• Set exercise
Copy out every line of the material below word for word, leaving out the pictures.

— Start Records supplied —

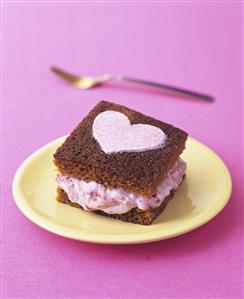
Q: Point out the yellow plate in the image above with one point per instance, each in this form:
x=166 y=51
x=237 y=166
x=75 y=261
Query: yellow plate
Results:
x=203 y=194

— End Records supplied —

• Response to the exercise
Q: Point out the yellow plate in the image above with one point per instance, each in this form:
x=166 y=51
x=237 y=166
x=75 y=261
Query: yellow plate
Results:
x=203 y=194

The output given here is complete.